### [Provided text]

The Negro Silent Protest Parade was a silent protest march of 8,000-10,000 African Americans along Fifth Avenue starting at 57th Street in New York City on July 28, 1917. The parade was in protest to murders, lynchings, and other violence directed towards African Americans and was precipitated by the East St. Louis riots in May and July 1917, when between 100 to 300 African Americans were killed by Caucasian mobs and over 6000 were left homeless (Conservative numbers from the NAACP, based on local reports at that time). The mobs were whipped into a frenzy by labor unions in order to resist strike breaking efforts.
East St. Louis riots
The brutality of the attacks by white mobs, and the refusal by the authorities to protect innocent lives contributed to the responsive measures of some African Americans in St. Louis and the nation. Marcus Garvey declared in a speech that the riot was “one of the bloodiest outrages against mankind” and a “wholesale massacre of our people”, insisting that “This is no time for fine words, but a time to lift one’s voice against the savagery of a people who claim to be the dispensers of democracy.”

### [Provided material]
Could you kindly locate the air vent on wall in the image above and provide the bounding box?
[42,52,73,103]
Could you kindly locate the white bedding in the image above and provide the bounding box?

### [What to do]
**1.** Answer these questions from the Silent Protest Parade text, one per line:
(a) Along which avenue did the march take place?
(b) According to the NAACP, how many African Americans were left homeless by the East St. Louis riots?
(c) Who called the riot a "wholesale massacre of our people"?
**2.** Sum up the Silent Protest Parade text in two sentences.
**3.** Write out the part of the Silent Protest Parade text from "The Negro Silent" to "strike breaking efforts.".

### [Answers provided]
**1.**
(a) Fifth Avenue
(b) Over 6000
(c) Marcus Garvey

**2.** On July 28, 1917, between 8,000 and 10,000 African Americans marched silently along Fifth Avenue in New York City to protest murders, lynchings, and other violence against them. The march was set off by the East St. Louis riots that May and July, in which white mobs stirred up by labor unions killed between 100 and 300 African Americans and left over 6000 homeless, and Marcus Garvey condemned the riot as a "wholesale massacre of our people."

**3.**
The Negro Silent Protest Parade was a silent protest march of 8,000-10,000 African Americans along Fifth Avenue starting at 57th Street in New York City on July 28, 1917. The parade was in protest to murders, lynchings, and other violence directed towards African Americans and was precipitated by the East St. Louis riots in May and July 1917, when between 100 to 300 African Americans were killed by Caucasian mobs and over 6000 were left homeless (Conservative numbers from the NAACP, based on local reports at that time). The mobs were whipped into a frenzy by labor unions in order to resist strike breaking efforts.